● **Assigned task**: What follows is a set of records; repeat all of them exactly.

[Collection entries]
▶
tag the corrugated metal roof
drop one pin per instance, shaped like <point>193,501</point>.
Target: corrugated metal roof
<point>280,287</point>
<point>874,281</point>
◀
● **Expected answer**:
tag the corrugated metal roof
drop one pin per instance, shaped like <point>193,501</point>.
Target: corrugated metal roof
<point>280,287</point>
<point>874,281</point>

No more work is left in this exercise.